__INFORMATION SHOWN__
- - - - - - -
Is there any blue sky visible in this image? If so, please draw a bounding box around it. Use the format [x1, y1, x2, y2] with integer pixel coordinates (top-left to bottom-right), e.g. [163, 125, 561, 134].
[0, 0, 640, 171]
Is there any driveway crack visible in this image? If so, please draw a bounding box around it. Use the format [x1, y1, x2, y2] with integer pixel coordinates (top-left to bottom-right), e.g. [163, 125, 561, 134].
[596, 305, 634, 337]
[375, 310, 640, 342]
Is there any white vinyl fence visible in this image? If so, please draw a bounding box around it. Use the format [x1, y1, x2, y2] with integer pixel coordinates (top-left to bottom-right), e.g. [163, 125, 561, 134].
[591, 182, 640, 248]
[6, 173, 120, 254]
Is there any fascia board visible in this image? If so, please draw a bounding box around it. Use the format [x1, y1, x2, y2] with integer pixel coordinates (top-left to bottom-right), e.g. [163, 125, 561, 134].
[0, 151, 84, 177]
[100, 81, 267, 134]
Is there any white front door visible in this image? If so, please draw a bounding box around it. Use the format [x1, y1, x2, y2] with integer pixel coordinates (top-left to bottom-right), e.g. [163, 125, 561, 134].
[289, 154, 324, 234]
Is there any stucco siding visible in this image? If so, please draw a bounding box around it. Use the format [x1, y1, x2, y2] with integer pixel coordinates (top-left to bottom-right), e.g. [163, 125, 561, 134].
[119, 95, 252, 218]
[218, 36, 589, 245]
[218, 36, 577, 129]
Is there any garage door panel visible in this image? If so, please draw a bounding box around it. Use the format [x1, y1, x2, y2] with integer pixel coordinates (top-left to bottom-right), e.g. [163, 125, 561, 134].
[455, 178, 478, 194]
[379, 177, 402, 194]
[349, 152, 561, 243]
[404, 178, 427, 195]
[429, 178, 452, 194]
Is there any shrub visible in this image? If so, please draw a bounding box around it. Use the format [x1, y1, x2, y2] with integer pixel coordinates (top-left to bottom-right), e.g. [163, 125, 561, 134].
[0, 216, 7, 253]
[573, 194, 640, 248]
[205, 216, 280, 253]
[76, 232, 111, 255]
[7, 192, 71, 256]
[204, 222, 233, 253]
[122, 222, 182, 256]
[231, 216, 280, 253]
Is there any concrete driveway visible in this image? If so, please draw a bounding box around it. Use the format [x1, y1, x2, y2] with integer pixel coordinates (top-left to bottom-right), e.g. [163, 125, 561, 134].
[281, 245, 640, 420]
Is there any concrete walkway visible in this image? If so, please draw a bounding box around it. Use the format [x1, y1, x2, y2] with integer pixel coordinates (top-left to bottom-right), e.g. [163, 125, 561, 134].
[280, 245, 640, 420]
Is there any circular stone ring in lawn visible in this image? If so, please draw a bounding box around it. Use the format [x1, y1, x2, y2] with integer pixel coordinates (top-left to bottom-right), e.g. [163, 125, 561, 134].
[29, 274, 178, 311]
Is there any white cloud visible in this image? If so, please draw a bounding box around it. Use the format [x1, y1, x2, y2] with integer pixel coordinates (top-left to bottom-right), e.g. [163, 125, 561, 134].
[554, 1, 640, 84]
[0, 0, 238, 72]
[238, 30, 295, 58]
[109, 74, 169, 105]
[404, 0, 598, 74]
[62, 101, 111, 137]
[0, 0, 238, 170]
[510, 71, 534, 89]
- - - - - - -
__WHAT YOU SHOULD DO__
Give back the lines of the records from the one containing "Is there any driveway" up to and including the one containing "[289, 154, 324, 234]", copied word for word and with nothing else.

__WRITTEN ANSWER__
Is there any driveway crack visible in this image? If so, please draw a bounding box around it. Use the format [x1, y1, x2, y2] with integer pixel coordinates (top-left to bottom-right), e.g. [163, 125, 561, 134].
[596, 305, 634, 337]
[375, 310, 640, 342]
Is there any white vinyl fence visible in this image? If so, please draw a bounding box around it. Use the format [x1, y1, x2, y2] with integer pixel coordinates (top-left to bottom-right), e.g. [163, 125, 561, 134].
[591, 182, 640, 248]
[6, 173, 120, 254]
Is there any fascia board visible in this image? If so, please draw a bounding box around it. Use the format [x1, y1, x2, y2] with integer pixel coordinates (top-left to bottom-right), e.g. [163, 125, 561, 134].
[0, 151, 84, 177]
[100, 81, 267, 134]
Is there any white front door visible in this image? If so, please draw a bounding box around it. Use the format [x1, y1, x2, y2] with integer pixel coordinates (top-left to bottom-right), e.g. [163, 125, 561, 134].
[289, 154, 324, 234]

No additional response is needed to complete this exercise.